--- Exercise materials ---

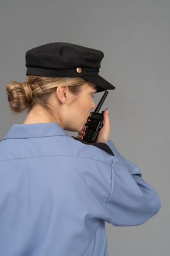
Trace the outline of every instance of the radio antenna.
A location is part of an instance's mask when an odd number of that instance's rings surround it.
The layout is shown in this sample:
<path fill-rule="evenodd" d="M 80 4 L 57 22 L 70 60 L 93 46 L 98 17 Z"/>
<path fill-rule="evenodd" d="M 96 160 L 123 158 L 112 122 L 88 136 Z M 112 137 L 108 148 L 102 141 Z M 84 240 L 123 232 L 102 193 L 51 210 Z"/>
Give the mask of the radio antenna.
<path fill-rule="evenodd" d="M 96 108 L 95 108 L 94 113 L 99 113 L 100 109 L 101 108 L 102 105 L 103 105 L 106 97 L 107 96 L 107 94 L 109 94 L 109 92 L 107 91 L 106 91 L 104 93 L 103 95 L 102 96 L 102 98 L 101 98 L 100 101 L 99 101 L 98 105 L 97 105 Z"/>

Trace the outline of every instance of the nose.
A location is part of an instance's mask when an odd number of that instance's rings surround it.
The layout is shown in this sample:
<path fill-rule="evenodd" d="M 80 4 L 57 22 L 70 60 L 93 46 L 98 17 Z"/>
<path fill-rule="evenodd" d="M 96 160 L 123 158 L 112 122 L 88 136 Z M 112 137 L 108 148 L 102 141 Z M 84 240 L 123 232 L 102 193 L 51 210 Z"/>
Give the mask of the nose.
<path fill-rule="evenodd" d="M 91 108 L 94 108 L 95 106 L 96 106 L 96 105 L 95 105 L 94 100 L 93 99 L 93 101 L 92 101 L 92 103 L 91 103 Z"/>

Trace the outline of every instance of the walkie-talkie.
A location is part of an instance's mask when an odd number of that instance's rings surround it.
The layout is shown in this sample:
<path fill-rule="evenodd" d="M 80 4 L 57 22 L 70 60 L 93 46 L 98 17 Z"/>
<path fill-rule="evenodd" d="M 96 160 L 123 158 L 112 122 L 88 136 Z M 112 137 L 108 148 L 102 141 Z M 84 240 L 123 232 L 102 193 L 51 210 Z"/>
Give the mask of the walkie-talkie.
<path fill-rule="evenodd" d="M 103 105 L 109 92 L 106 91 L 103 95 L 100 101 L 95 108 L 94 112 L 91 112 L 87 123 L 85 124 L 86 130 L 83 141 L 88 143 L 94 143 L 96 142 L 98 133 L 102 127 L 103 123 L 103 113 L 99 113 L 99 111 Z"/>

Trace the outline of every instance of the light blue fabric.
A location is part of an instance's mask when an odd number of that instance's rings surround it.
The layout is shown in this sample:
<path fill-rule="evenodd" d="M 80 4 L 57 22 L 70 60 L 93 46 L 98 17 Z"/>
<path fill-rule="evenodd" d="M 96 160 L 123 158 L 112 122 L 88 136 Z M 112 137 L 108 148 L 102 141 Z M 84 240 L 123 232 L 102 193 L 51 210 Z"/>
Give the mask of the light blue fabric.
<path fill-rule="evenodd" d="M 138 225 L 161 207 L 139 169 L 55 123 L 14 124 L 0 143 L 0 255 L 107 256 L 104 222 Z"/>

---

- _Task statement_
Please put each line of the rows above into a JSON list of strings, one string per line, with blank lines skipped and the pictures left out.

- _Final result_
[
  "Trace the outline of every instance of the radio antenna.",
  "A location is part of an instance's mask when an odd number of that instance's rings surround it.",
  "The layout is shown in this sample:",
  "<path fill-rule=\"evenodd\" d=\"M 80 4 L 57 22 L 70 60 L 93 46 L 98 17 Z\"/>",
  "<path fill-rule=\"evenodd\" d=\"M 96 160 L 123 158 L 112 122 L 88 136 Z M 112 137 L 108 148 L 102 141 Z M 84 240 L 123 232 L 102 193 L 51 210 Z\"/>",
  "Give the mask of the radio antenna.",
  "<path fill-rule=\"evenodd\" d=\"M 96 108 L 95 108 L 94 113 L 99 113 L 100 109 L 101 108 L 102 105 L 103 105 L 106 97 L 107 96 L 107 94 L 109 94 L 109 92 L 107 91 L 106 91 L 104 93 L 103 95 L 102 96 L 102 98 L 101 98 L 100 101 L 99 101 L 98 105 L 97 105 Z\"/>",
  "Trace the outline of every instance of the nose.",
  "A location is part of an instance's mask when an odd number of that instance's rings surround it.",
  "The layout is shown in this sample:",
  "<path fill-rule=\"evenodd\" d=\"M 80 4 L 57 22 L 70 60 L 93 46 L 98 17 Z\"/>",
  "<path fill-rule=\"evenodd\" d=\"M 96 160 L 123 158 L 112 122 L 88 136 Z M 112 137 L 108 148 L 102 141 Z M 84 240 L 123 232 L 102 193 L 51 210 Z\"/>",
  "Give the mask of the nose.",
  "<path fill-rule=\"evenodd\" d=\"M 91 108 L 94 108 L 95 106 L 96 106 L 96 105 L 95 105 L 94 100 L 93 99 L 93 101 L 92 101 L 92 103 L 91 103 Z\"/>",
  "Trace the outline of every instance of the walkie-talkie.",
  "A location is part of an instance's mask when an odd number of that instance's rings surround it.",
  "The layout is shown in this sample:",
  "<path fill-rule=\"evenodd\" d=\"M 80 4 L 57 22 L 70 60 L 93 46 L 98 17 Z\"/>",
  "<path fill-rule=\"evenodd\" d=\"M 96 160 L 123 158 L 112 122 L 88 136 Z M 112 137 L 108 148 L 102 141 Z M 84 240 L 123 232 L 102 193 L 51 210 Z\"/>",
  "Give the mask of the walkie-talkie.",
  "<path fill-rule=\"evenodd\" d=\"M 103 105 L 109 92 L 106 91 L 103 95 L 100 101 L 95 108 L 94 112 L 91 112 L 87 123 L 85 124 L 86 130 L 83 141 L 88 143 L 94 143 L 96 142 L 98 133 L 102 127 L 103 123 L 103 113 L 99 113 L 99 111 Z\"/>",
  "Trace the outline of every instance of the light blue fabric.",
  "A location is part of an instance's mask when an odd number of that instance's rings surround it.",
  "The layout is shown in this sample:",
  "<path fill-rule=\"evenodd\" d=\"M 80 4 L 57 22 L 70 60 L 93 46 L 98 17 Z\"/>",
  "<path fill-rule=\"evenodd\" d=\"M 96 160 L 123 158 L 112 122 L 88 136 Z M 112 137 L 108 148 L 102 141 Z M 84 240 L 123 232 L 102 193 L 51 210 Z\"/>",
  "Give the mask of the light blue fabric.",
  "<path fill-rule=\"evenodd\" d=\"M 138 225 L 161 207 L 139 169 L 55 123 L 14 124 L 0 143 L 0 255 L 107 256 L 104 222 Z\"/>"
]